» SET OF TASKS:
**a.** From the page on gated associative memory networks, reproduce the text from "Neuromodulation-inspired gated associative" up to and including "memory capacity limits.".
**b.** Render this sentence from the page on gated associative memory networks in Spanish: "Mechanistically, the gate stabilizes transient ghost remnants of stored patterns even far above the Hopfield limit, converting them into multistable attractors."
**c.** Answer these about the page on gated associative memory networks:
(i) Under "Findings," what does gating bypass?
(ii) Which two methods does the abstract say were used?
(iii) In the abstract, how are neuropeptide-like signals modeled?

» EXTRACT PROVIDED:
Neuromodulation-inspired gated associative memory networks:extended memory retrieval and emergent multistability

TL;DR

This paper introduces a neuromodulation-inspired gating mechanism in associative memory networks, significantly enhancing memory capacity and stability, and enabling multistable attractors beyond classical limits.

Contribution

It presents a minimal, biophysically motivated model that incorporates activity-dependent gating, fundamentally reorganizing attractor structures and surpassing traditional memory capacity limits.

Findings

Gating bypasses classical spin-glass transition

Maintains high-overlap retrieval beyond critical capacity

Creates multistable attractors from ghost remnants

Abstract

Classical autoassociative memory models have been central to understanding emergent computations in recurrent neural circuits across diverse biological contexts. However, they typically neglect neuromodulatory agents that are known to strongly shape memory capacity and stability. Here we introduce a minimal, biophysically motivated associative memory network where neuropeptide-like signals are modeled by a self-adaptive, activity-dependent gating mechanism. Using many-body simulations and dynamical mean-field theory, we show that such gating fundamentally reorganizes the attractor structure: the network bypasses the classical spin-glass transition, maintaining robust, high-overlap retrieval far beyond the standard critical capacity, without shrinking basins of attraction. Mechanistically, the gate stabilizes transient ghost remnants of stored patterns even far above the Hopfield limit, converting them into multistable attractors. These results demonstrate that neuromodulation-like gating alone can dramatically enhance associative memory capacity, eliminate the sharp Hopfield-style catastrophic breakdown, and reshape the memory landscape, providing a simple, general route to richer memory dynamics and computational capabilities in neuromodulated circuits and neuromorphic architectures.

(Dataset entries)
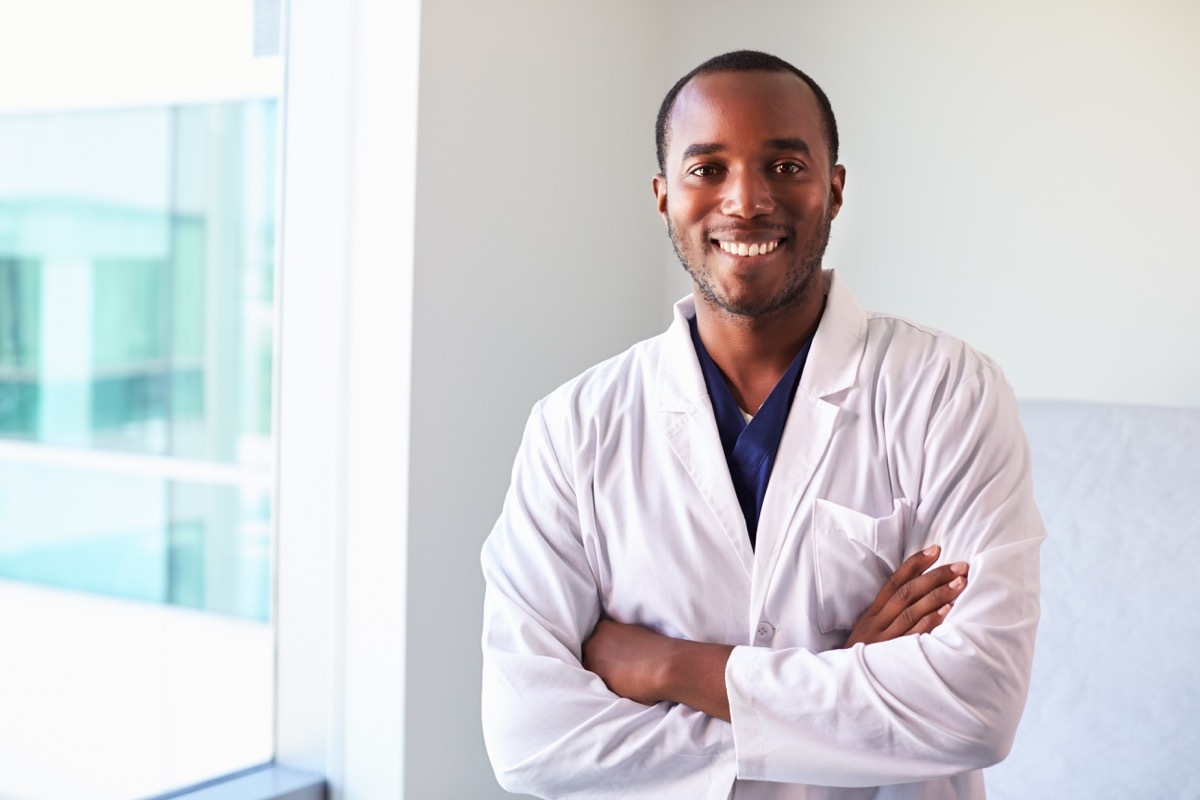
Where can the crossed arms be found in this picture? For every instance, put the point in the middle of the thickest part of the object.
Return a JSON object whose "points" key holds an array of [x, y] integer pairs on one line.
{"points": [[641, 665]]}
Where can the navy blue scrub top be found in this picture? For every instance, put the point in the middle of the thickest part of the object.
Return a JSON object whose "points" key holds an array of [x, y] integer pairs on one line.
{"points": [[749, 447]]}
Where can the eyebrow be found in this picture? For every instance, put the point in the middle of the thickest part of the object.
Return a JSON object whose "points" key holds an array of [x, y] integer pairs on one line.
{"points": [[799, 145]]}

» RESPONSES TO THE TASKS:
**a.**
Neuromodulation-inspired gated associative memory networks:extended memory retrieval and emergent multistability

TL;DR

This paper introduces a neuromodulation-inspired gating mechanism in associative memory networks, significantly enhancing memory capacity and stability, and enabling multistable attractors beyond classical limits.

Contribution

It presents a minimal, biophysically motivated model that incorporates activity-dependent gating, fundamentally reorganizing attractor structures and surpassing traditional memory capacity limits.

**b.** Desde el punto de vista mecanístico, la compuerta estabiliza los remanentes fantasma transitorios de los patrones almacenados incluso muy por encima del límite de Hopfield, y los convierte en atractores multiestables.

**c.**
(i) The classical spin-glass transition.
(ii) Many-body simulations and dynamical mean-field theory.
(iii) By a self-adaptive, activity-dependent gating mechanism.